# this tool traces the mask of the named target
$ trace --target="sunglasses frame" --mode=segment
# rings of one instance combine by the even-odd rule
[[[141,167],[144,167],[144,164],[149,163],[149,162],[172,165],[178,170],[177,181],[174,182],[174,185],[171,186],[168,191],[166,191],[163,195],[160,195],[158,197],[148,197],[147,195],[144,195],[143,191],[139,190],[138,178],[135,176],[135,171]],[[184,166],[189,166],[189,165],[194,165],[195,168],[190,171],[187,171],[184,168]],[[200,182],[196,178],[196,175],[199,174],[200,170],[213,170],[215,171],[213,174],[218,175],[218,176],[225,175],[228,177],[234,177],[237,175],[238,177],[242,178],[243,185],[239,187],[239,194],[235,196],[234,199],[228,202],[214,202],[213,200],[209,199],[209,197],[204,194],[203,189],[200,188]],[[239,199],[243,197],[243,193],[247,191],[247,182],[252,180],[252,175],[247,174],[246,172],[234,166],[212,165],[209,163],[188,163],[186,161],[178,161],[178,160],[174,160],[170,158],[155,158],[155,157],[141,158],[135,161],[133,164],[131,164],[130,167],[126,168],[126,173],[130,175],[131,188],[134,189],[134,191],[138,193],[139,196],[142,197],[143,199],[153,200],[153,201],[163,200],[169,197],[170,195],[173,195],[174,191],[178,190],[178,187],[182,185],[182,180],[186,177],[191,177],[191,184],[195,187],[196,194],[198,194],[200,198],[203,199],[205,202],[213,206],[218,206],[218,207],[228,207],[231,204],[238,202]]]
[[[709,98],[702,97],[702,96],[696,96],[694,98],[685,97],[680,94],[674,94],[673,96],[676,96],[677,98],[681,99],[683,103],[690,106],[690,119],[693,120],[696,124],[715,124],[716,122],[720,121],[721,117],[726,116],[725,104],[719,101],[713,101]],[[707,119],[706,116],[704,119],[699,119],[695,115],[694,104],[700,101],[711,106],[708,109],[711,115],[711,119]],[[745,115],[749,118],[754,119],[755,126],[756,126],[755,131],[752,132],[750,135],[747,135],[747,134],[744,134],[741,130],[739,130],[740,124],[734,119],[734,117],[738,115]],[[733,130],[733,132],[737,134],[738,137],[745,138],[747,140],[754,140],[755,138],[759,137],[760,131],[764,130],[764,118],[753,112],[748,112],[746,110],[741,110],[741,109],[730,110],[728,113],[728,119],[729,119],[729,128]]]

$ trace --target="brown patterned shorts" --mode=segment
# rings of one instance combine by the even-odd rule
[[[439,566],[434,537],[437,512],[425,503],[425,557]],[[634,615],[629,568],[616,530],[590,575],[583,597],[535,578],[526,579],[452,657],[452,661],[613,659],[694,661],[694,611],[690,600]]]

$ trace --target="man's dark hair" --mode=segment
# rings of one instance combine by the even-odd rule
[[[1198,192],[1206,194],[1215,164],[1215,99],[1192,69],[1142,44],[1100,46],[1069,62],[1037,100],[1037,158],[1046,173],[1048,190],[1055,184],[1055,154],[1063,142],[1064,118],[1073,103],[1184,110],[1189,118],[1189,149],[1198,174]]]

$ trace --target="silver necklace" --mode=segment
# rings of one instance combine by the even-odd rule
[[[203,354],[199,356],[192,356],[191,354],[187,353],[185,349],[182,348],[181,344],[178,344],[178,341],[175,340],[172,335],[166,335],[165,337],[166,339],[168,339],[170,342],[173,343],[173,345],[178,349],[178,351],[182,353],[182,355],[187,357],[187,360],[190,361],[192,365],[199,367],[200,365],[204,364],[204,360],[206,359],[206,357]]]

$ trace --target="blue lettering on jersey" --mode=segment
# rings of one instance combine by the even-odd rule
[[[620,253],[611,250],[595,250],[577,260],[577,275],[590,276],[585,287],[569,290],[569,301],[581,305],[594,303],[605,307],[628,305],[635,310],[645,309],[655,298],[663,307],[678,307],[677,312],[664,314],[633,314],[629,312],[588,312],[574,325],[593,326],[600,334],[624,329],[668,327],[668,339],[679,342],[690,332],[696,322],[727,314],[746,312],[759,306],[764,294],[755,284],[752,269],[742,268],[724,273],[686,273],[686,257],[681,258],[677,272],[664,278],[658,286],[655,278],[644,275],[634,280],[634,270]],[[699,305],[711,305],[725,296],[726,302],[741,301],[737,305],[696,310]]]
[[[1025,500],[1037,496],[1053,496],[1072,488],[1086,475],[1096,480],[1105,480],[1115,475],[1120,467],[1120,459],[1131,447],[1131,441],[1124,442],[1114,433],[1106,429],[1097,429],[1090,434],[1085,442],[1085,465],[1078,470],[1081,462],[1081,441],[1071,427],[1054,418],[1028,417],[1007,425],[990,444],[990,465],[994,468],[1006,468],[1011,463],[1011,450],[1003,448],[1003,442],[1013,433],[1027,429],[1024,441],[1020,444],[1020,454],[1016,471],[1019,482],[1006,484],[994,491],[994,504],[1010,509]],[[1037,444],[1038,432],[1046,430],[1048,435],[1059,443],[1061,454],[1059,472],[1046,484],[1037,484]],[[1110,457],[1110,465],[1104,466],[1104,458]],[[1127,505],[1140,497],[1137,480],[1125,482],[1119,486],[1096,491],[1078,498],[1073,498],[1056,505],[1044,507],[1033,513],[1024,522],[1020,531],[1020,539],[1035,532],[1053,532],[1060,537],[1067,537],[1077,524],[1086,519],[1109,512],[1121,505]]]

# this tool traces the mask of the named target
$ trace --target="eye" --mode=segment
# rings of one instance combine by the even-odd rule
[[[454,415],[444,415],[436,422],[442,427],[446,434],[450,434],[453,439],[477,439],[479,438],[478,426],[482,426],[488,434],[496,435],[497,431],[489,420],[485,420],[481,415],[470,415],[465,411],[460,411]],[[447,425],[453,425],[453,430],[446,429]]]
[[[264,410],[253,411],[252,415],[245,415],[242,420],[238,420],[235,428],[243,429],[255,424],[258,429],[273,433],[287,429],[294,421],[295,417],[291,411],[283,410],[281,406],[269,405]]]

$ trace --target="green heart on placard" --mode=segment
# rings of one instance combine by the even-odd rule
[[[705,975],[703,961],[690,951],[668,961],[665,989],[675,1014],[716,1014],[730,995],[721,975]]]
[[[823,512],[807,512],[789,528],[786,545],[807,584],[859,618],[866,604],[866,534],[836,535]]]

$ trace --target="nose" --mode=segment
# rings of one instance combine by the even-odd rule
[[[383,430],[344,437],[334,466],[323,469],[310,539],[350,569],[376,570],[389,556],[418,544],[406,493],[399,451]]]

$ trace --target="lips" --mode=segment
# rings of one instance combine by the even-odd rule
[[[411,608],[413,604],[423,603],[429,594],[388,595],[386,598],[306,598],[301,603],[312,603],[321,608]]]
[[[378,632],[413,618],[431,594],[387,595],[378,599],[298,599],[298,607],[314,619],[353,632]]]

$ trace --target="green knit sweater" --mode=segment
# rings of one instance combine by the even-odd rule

_Assignment_. Write out the material once more so that every line matches exactly.

_Answer to the problem_.
# this tool traces the mask of the named target
$ trace --target="sunglasses frame" --mode=segment
# rings of one instance combine by the even-odd rule
[[[141,167],[144,167],[144,164],[149,163],[149,162],[172,165],[178,170],[177,181],[174,182],[174,185],[171,186],[168,191],[166,191],[163,195],[160,195],[158,197],[148,197],[147,195],[144,195],[143,191],[139,190],[138,178],[135,176],[135,171]],[[184,166],[189,166],[189,165],[194,165],[195,168],[190,171],[187,171],[184,168]],[[200,182],[196,178],[196,175],[199,174],[200,170],[213,170],[215,171],[213,174],[218,175],[218,176],[225,175],[228,177],[234,177],[237,175],[238,177],[242,178],[243,185],[239,187],[239,194],[235,196],[234,199],[228,202],[214,202],[213,200],[209,199],[209,197],[204,194],[203,189],[200,188]],[[239,199],[243,197],[243,193],[247,191],[247,182],[252,180],[252,175],[247,174],[246,172],[234,166],[212,165],[209,163],[188,163],[186,161],[178,161],[178,160],[174,160],[170,158],[155,158],[155,157],[141,158],[135,161],[133,164],[131,164],[130,167],[126,168],[126,173],[130,175],[131,188],[134,189],[134,191],[138,193],[139,196],[142,197],[143,199],[153,200],[153,201],[163,200],[169,197],[170,195],[173,195],[174,191],[178,190],[178,187],[182,185],[182,180],[186,177],[191,177],[191,184],[195,187],[196,194],[198,194],[200,198],[203,199],[205,202],[213,206],[218,206],[218,207],[228,207],[231,204],[238,202]]]
[[[709,98],[702,97],[702,96],[696,96],[694,98],[685,97],[680,94],[674,94],[673,96],[676,96],[677,98],[681,99],[683,103],[690,106],[690,119],[693,120],[696,124],[715,124],[716,122],[720,121],[721,117],[726,116],[725,104],[719,101],[713,101]],[[707,119],[706,116],[704,119],[699,119],[695,115],[694,104],[700,101],[711,106],[708,109],[711,115],[711,119]],[[745,115],[749,118],[754,119],[755,126],[756,126],[755,131],[752,132],[750,135],[747,135],[747,134],[744,134],[741,130],[739,130],[740,124],[734,119],[734,117],[738,115]],[[733,130],[733,132],[737,134],[738,137],[745,138],[747,140],[754,140],[755,138],[759,137],[760,131],[764,130],[764,118],[753,112],[748,112],[746,110],[741,110],[741,109],[730,110],[728,113],[728,119],[729,119],[729,128]]]

$ trace --target="brown patterned shorts" --mode=segment
# rings of one instance combine by the even-odd rule
[[[439,566],[434,537],[437,512],[425,503],[425,557]],[[634,615],[629,568],[616,530],[590,575],[583,597],[535,578],[526,579],[452,657],[452,661],[613,659],[694,661],[694,611],[690,600]]]

$ trace --target="man's dark hair" --mode=segment
# rings of one instance combine by the even-odd rule
[[[1198,192],[1206,194],[1215,164],[1215,99],[1192,69],[1142,44],[1100,46],[1069,62],[1037,100],[1037,158],[1046,173],[1048,190],[1055,184],[1055,154],[1063,142],[1064,118],[1073,103],[1184,110],[1189,118],[1189,149],[1198,174]]]

$ trace --target="silver necklace" --mode=segment
# rings of one instance combine by the even-odd rule
[[[203,354],[199,356],[192,356],[191,354],[187,353],[185,349],[182,348],[181,344],[178,344],[178,341],[175,340],[172,335],[166,335],[165,337],[166,339],[168,339],[170,342],[173,343],[173,345],[178,349],[178,351],[182,353],[182,355],[187,357],[187,360],[190,361],[192,365],[199,367],[200,365],[204,364],[204,360],[206,359],[206,357]]]

$ trace --target="blue lettering on jersey" --mode=segment
# rings of one instance combine by the even-odd rule
[[[620,253],[611,250],[595,250],[577,260],[577,275],[590,276],[585,287],[569,290],[569,301],[581,305],[594,303],[605,307],[628,305],[635,310],[645,309],[655,298],[663,307],[678,307],[677,312],[664,314],[633,314],[629,312],[588,312],[574,325],[593,326],[600,334],[624,329],[668,327],[668,339],[679,342],[690,332],[696,322],[727,314],[746,312],[759,306],[764,294],[755,284],[752,269],[742,268],[724,273],[686,273],[686,257],[681,258],[677,272],[664,278],[658,286],[655,278],[644,275],[634,280],[634,270]],[[699,305],[711,305],[725,296],[726,302],[741,301],[737,305],[696,310]]]
[[[1025,500],[1037,496],[1053,496],[1072,488],[1086,475],[1096,480],[1105,480],[1115,475],[1120,467],[1120,459],[1131,447],[1131,441],[1124,442],[1114,433],[1106,429],[1097,429],[1090,434],[1085,442],[1085,465],[1078,470],[1081,462],[1081,441],[1071,427],[1054,418],[1028,417],[1007,425],[990,444],[990,465],[994,468],[1006,468],[1011,463],[1011,450],[1003,448],[1003,442],[1013,433],[1027,429],[1024,441],[1020,444],[1020,454],[1016,471],[1019,482],[1006,484],[994,491],[994,504],[1010,509]],[[1037,444],[1038,432],[1046,430],[1048,435],[1059,443],[1061,454],[1059,472],[1046,484],[1037,484]],[[1110,457],[1110,465],[1104,466],[1104,458]],[[1127,505],[1140,497],[1137,480],[1125,482],[1119,486],[1096,491],[1078,498],[1073,498],[1056,505],[1044,507],[1033,513],[1024,522],[1020,531],[1020,539],[1035,532],[1053,532],[1060,537],[1067,537],[1077,524],[1086,519],[1109,512],[1121,505]]]

# this tool traces the mask of the named target
$ trace --target="eye" --mode=segment
# rings of one instance combine by the even-odd rule
[[[454,415],[444,415],[436,422],[442,427],[446,434],[450,434],[453,439],[477,439],[479,438],[478,426],[482,426],[488,434],[496,435],[497,431],[489,420],[485,420],[481,415],[470,415],[465,411],[460,411]],[[447,425],[453,425],[453,430],[446,429]]]
[[[264,410],[253,411],[252,415],[245,415],[242,420],[238,420],[235,428],[243,429],[255,424],[258,429],[273,433],[287,429],[294,421],[295,417],[291,411],[283,410],[281,406],[269,405]]]

$ trace --target="green heart on placard" --mode=segment
# rings of one instance combine by the even-odd rule
[[[705,975],[703,961],[690,951],[668,961],[665,989],[675,1014],[716,1014],[730,995],[721,975]]]
[[[823,512],[807,512],[789,528],[786,545],[807,584],[859,618],[866,604],[866,534],[836,535]]]

$ trace --target="nose" --mode=segment
# rings of one instance combine by the even-odd rule
[[[383,430],[344,437],[334,466],[323,469],[310,539],[350,569],[376,570],[389,556],[418,544],[406,493],[399,451]]]

$ trace --target="lips" --mode=segment
# rings of one instance combine by the even-odd rule
[[[411,608],[413,604],[423,603],[429,594],[388,595],[386,598],[306,598],[301,603],[312,603],[321,608]]]
[[[378,632],[413,618],[431,594],[387,595],[378,599],[298,599],[298,607],[314,619],[353,632]]]

$ trace --target="green knit sweater" --mode=segment
# rings of one instance combine by the even-odd rule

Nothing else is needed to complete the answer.